◆ THE PROBLEM
Please print the records word for word, from their first line through the line that contains "65], [267, 92]]", including that line.

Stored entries
|---|
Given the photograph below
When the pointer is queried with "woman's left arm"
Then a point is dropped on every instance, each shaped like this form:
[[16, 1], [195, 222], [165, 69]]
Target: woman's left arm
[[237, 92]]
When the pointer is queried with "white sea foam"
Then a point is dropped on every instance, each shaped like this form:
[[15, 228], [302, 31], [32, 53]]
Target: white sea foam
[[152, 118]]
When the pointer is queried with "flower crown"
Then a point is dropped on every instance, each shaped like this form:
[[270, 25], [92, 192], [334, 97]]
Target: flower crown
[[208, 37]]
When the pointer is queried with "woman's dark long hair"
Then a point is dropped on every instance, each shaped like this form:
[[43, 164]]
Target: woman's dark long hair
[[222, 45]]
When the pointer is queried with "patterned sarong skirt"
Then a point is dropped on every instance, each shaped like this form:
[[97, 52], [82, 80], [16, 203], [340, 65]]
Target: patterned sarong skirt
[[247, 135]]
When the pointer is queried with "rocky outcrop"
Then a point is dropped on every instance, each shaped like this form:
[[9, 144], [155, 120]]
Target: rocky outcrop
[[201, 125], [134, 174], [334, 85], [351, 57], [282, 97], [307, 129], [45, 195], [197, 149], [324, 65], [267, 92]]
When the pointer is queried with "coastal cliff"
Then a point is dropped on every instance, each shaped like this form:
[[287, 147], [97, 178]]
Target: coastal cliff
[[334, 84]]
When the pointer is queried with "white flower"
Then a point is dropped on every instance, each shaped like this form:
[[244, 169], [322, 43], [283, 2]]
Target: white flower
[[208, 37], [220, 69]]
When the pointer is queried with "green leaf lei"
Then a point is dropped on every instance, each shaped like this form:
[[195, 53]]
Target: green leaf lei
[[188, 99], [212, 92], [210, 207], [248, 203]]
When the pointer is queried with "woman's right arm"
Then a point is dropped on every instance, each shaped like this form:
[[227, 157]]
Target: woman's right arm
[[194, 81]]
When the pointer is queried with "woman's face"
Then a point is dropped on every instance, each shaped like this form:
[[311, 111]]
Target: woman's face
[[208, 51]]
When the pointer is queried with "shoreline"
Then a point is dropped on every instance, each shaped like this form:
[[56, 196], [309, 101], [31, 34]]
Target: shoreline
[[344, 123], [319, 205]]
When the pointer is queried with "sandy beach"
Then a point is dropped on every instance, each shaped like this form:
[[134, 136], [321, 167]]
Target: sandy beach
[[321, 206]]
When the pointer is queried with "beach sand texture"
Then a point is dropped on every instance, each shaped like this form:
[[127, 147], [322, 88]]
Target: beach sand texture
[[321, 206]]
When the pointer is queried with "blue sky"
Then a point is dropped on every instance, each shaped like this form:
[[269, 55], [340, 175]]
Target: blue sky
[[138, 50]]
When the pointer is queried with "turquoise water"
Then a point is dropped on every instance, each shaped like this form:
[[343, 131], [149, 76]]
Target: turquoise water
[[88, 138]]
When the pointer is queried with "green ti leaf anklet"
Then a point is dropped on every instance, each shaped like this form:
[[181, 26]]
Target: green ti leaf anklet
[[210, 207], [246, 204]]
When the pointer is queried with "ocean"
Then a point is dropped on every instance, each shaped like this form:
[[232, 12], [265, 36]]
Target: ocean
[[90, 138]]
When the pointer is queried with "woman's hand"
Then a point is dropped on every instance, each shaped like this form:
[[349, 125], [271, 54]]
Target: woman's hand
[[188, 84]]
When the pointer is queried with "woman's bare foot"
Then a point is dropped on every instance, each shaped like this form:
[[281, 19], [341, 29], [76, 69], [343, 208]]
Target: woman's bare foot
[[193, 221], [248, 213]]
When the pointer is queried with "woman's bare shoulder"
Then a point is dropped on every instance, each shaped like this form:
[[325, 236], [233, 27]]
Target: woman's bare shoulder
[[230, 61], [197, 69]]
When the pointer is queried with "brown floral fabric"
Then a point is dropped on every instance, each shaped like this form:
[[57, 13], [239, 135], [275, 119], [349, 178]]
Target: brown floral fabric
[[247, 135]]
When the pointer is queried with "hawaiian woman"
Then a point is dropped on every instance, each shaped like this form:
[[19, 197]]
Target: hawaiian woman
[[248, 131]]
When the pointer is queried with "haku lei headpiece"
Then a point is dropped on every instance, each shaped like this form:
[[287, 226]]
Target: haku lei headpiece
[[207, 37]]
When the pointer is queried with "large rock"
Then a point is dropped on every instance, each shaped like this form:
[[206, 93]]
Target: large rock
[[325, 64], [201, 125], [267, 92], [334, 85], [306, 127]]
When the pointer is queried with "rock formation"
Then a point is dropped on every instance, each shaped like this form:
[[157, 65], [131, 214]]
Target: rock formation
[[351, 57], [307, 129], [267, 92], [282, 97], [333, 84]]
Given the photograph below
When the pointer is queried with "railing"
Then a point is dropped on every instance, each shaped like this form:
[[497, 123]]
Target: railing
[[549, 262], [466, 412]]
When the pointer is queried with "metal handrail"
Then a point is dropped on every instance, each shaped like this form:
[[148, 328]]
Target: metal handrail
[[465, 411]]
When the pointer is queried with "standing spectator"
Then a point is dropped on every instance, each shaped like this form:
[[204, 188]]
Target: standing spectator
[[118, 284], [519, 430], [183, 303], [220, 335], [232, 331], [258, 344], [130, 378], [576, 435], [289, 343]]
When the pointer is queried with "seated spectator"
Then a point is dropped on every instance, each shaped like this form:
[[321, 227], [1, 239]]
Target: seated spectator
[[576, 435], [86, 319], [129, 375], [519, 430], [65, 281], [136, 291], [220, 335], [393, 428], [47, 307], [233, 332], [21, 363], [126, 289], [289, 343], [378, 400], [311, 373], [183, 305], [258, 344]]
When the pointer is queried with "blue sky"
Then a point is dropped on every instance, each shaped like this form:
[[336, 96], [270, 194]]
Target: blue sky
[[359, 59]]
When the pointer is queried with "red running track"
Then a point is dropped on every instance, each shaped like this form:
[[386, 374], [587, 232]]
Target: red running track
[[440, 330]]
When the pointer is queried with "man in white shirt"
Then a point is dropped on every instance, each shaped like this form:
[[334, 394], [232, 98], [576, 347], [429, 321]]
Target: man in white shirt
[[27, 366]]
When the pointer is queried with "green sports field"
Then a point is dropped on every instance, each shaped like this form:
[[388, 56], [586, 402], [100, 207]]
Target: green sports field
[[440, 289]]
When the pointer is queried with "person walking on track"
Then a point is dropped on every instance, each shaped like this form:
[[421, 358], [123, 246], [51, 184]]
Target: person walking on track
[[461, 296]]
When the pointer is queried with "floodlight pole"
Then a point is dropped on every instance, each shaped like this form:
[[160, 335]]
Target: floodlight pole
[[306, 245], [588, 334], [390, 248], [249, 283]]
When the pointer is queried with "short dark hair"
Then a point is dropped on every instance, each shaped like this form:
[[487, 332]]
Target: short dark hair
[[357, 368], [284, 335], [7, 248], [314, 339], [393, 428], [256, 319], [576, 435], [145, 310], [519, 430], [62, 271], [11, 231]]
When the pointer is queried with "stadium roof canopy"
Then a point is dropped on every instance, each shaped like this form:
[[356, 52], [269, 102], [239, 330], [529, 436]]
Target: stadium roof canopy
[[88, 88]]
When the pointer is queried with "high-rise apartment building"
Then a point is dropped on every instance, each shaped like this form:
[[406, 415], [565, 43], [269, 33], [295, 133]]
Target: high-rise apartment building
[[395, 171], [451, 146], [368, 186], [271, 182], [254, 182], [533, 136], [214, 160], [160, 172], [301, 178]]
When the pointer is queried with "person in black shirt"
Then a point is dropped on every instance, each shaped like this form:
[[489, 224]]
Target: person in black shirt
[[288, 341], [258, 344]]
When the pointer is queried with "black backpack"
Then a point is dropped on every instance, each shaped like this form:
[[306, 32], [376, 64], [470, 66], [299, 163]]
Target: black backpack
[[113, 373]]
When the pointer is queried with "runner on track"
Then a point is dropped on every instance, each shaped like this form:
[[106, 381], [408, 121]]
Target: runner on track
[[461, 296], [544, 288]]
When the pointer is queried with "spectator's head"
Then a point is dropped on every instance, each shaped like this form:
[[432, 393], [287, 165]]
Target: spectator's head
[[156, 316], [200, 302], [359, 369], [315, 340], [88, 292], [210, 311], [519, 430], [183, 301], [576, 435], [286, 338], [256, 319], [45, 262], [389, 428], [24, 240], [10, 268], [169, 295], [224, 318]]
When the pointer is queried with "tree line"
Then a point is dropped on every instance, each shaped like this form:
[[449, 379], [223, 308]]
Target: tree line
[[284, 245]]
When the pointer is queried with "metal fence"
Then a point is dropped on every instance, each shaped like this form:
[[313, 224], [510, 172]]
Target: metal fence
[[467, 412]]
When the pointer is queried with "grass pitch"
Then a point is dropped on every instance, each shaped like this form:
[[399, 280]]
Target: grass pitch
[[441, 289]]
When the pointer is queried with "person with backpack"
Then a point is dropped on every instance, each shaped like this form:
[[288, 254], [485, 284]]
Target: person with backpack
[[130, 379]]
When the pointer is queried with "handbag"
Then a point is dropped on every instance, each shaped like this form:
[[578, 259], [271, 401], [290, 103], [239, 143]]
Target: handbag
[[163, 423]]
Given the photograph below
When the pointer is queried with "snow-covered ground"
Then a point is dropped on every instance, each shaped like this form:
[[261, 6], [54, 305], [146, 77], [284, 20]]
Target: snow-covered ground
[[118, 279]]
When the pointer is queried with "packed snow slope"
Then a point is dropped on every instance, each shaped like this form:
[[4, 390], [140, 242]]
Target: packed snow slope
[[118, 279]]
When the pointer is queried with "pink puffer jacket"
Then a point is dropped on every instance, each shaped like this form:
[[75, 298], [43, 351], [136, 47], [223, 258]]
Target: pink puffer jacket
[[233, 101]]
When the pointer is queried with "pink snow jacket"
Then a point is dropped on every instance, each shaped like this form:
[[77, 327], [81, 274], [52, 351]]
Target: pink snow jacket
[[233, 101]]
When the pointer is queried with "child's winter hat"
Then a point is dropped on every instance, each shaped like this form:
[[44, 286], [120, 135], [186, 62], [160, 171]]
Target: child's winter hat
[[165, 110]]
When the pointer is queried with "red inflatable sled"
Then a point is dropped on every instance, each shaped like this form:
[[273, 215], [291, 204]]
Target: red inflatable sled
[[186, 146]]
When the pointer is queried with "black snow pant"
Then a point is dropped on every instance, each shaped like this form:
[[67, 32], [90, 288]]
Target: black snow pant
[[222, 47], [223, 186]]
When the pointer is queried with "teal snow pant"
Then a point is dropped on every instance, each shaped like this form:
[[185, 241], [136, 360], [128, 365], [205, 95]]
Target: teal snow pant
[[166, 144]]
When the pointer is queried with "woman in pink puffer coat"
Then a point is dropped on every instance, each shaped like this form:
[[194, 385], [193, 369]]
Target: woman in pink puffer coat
|---|
◆ SOLUTION
Given the photograph below
When the pointer is queried with "woman's left arm"
Then a point is dropped on every instance, each shaped like this form:
[[16, 1], [195, 222], [165, 69]]
Target: woman's left arm
[[237, 92]]
When the pointer is queried with "white sea foam"
Then a point is dropped on every instance, each shaped like this form:
[[15, 228], [302, 31], [32, 53]]
Target: white sea foam
[[152, 118]]
When the pointer is queried with "flower crown"
Then a point is dropped on every instance, each shaped like this form:
[[270, 25], [92, 192], [334, 97]]
Target: flower crown
[[208, 37]]
When the pointer is queried with "woman's dark long hair"
Then a point is dropped on every instance, each shaped like this form:
[[43, 164]]
Target: woman's dark long hair
[[222, 45]]
When the pointer is queried with "patterned sarong skirt"
Then a point is dropped on every instance, each shaped like this form:
[[97, 52], [82, 80], [16, 203], [340, 65]]
Target: patterned sarong skirt
[[247, 135]]
When the pointer is queried with "rocky outcrop"
Then a point is dropped on every instance, each shaped like this form:
[[9, 144], [155, 120]]
Target: rocky outcrop
[[201, 125], [134, 174], [334, 85], [351, 57], [282, 97], [307, 129], [45, 195], [197, 149], [324, 65], [267, 92]]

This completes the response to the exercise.